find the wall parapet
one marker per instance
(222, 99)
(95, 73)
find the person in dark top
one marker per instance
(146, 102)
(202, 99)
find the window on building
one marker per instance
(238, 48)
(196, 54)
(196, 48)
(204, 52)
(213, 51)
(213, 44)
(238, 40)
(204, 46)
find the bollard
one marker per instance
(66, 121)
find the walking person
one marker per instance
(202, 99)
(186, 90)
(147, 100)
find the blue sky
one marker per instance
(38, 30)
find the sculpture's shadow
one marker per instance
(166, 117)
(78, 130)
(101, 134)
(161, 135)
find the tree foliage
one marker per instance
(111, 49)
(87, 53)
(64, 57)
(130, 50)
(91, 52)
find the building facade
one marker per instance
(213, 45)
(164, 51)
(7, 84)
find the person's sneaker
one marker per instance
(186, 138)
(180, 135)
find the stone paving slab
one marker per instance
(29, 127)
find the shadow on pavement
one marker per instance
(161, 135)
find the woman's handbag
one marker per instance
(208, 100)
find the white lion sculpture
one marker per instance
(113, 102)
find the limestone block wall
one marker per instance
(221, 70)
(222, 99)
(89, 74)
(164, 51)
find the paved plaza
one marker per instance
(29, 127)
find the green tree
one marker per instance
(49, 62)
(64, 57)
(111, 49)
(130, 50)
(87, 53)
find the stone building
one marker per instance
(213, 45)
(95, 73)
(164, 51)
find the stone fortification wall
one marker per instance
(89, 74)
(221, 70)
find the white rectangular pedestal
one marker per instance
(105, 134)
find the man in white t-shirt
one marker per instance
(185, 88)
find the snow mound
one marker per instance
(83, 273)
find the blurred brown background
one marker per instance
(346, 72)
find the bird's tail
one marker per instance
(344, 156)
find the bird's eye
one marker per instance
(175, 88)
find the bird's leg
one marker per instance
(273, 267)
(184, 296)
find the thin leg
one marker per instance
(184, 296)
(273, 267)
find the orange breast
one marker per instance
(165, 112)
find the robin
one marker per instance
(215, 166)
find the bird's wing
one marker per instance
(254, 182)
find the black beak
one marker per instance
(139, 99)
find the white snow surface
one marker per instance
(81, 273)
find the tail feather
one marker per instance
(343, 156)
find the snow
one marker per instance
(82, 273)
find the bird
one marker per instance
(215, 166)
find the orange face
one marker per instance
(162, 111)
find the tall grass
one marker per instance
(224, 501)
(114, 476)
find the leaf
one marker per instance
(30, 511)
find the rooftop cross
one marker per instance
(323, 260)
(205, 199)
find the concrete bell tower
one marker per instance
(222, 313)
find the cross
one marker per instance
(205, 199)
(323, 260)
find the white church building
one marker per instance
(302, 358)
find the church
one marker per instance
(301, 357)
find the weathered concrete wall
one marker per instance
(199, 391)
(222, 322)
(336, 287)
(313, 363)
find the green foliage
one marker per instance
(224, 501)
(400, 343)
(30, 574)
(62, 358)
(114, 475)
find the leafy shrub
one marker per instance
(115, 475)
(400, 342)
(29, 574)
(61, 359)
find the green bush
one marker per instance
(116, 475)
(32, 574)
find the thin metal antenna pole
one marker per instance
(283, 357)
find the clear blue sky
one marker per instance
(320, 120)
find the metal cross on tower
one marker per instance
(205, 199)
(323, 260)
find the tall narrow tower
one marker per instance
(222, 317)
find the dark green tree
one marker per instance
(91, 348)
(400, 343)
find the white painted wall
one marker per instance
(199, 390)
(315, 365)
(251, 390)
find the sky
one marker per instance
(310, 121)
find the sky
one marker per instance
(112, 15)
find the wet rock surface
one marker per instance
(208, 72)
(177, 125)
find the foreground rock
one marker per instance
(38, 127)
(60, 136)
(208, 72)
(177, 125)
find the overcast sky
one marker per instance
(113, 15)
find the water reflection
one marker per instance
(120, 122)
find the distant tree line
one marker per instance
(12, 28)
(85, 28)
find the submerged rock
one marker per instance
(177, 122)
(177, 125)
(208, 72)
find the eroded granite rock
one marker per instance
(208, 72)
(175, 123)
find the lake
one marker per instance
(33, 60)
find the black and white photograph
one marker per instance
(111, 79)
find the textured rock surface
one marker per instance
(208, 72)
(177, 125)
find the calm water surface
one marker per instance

····················

→ **WHAT TO WORK ON**:
Each record is to be retyped exactly as it appears.

→ **RESPONSE FOR THIS EXERCISE**:
find the wall parapet
one marker per instance
(222, 99)
(95, 73)
find the person in dark top
one marker per instance
(146, 102)
(202, 99)
find the window on building
one marker per instance
(238, 48)
(196, 54)
(196, 48)
(204, 52)
(213, 51)
(213, 44)
(238, 40)
(204, 46)
find the bollard
one marker per instance
(66, 121)
find the walking person
one marker per instance
(202, 99)
(186, 90)
(147, 100)
find the blue sky
one marker per instance
(38, 30)
find the sculpture's shadow
one marker per instance
(166, 117)
(78, 130)
(101, 134)
(161, 135)
find the tree foliage
one marker per instance
(111, 49)
(87, 53)
(64, 57)
(130, 50)
(91, 52)
find the building facade
one marker per instance
(213, 45)
(164, 51)
(7, 84)
find the person's sneaker
one marker per instance
(186, 138)
(180, 135)
find the stone paving slab
one marker per instance
(29, 127)
find the shadow on pavement
one marker per instance
(161, 135)
find the woman's handbag
one marker per instance
(208, 100)
find the white lion sculpture
one marker per instance
(113, 102)
find the limestone block wall
one marker per instance
(221, 70)
(222, 99)
(89, 74)
(164, 51)
find the paved plaza
one marker per instance
(29, 127)
find the green tree
one marker per instance
(49, 62)
(64, 57)
(111, 49)
(130, 50)
(87, 53)
find the stone building
one marker per instance
(213, 45)
(95, 73)
(164, 51)
find the stone fortification wall
one marker per instance
(89, 74)
(221, 70)
find the white rectangular pedestal
one marker per instance
(105, 134)
find the man in white t-shirt
one marker per instance
(185, 88)
find the snow mound
one marker per instance
(83, 273)
find the blurred brown background
one marker per instance
(346, 72)
find the bird's tail
one marker per instance
(344, 156)
find the bird's eye
one marker per instance
(175, 88)
find the bird's leg
one marker per instance
(273, 267)
(184, 296)
find the thin leg
one marker per instance
(184, 296)
(273, 267)
find the orange breast
one marker per instance
(165, 112)
find the robin
one marker per instance
(215, 166)
find the bird's wing
one marker per instance
(254, 182)
find the black beak
one marker per instance
(139, 99)
find the white snow surface
one marker per instance
(81, 273)
find the tail feather
one marker per instance
(343, 156)
find the snow
one marker per instance
(82, 273)
find the bird
one marker per instance
(215, 166)
find the orange face
one marker per instance
(162, 111)
find the tall grass
one marker per instance
(224, 501)
(114, 476)
find the leaf
one marker per instance
(30, 511)
find the rooftop cross
one marker per instance
(323, 260)
(205, 199)
find the concrete bell tower
one marker per instance
(222, 313)
find the cross
one marker per instance
(205, 199)
(323, 260)
find the white church building
one marker per instance
(302, 358)
find the church
one marker per instance
(301, 357)
find the weathered concrete wall
one marker per instance
(199, 391)
(222, 322)
(336, 287)
(313, 363)
find the green foliage
one marker per instance
(224, 501)
(400, 343)
(30, 574)
(62, 358)
(114, 475)
find the leafy shrub
one marker per instance
(115, 475)
(400, 342)
(29, 574)
(61, 359)
find the green bush
one marker per instance
(116, 475)
(32, 574)
find the thin metal antenna pole
one marker per instance
(283, 357)
find the clear blue sky
one marker per instance
(320, 120)
find the metal cross on tower
one marker per instance
(205, 199)
(323, 260)
find the tall narrow tower
one marker per instance
(222, 317)
find the dark green tree
one marker per instance
(91, 348)
(400, 343)
find the white painted wall
one marker per instance
(199, 390)
(315, 365)
(251, 390)
find the sky
one marker per instance
(310, 121)
find the sky
one marker per instance
(112, 15)
find the wet rock surface
one marker per instance
(208, 72)
(177, 125)
find the foreground rock
one marker per instance
(38, 127)
(60, 136)
(208, 72)
(177, 125)
find the overcast sky
one marker per instance
(113, 15)
find the water reflection
one marker per instance
(120, 122)
find the distant tree line
one marker per instance
(12, 28)
(85, 28)
find the submerged rock
one marker per instance
(177, 122)
(177, 125)
(208, 72)
find the eroded granite rock
one marker per instance
(208, 72)
(175, 123)
find the lake
one marker per instance
(33, 60)
find the black and white photograph
one marker per instance
(111, 79)
find the textured rock surface
one marker per instance
(208, 72)
(177, 125)
find the calm water surface
one marker per instance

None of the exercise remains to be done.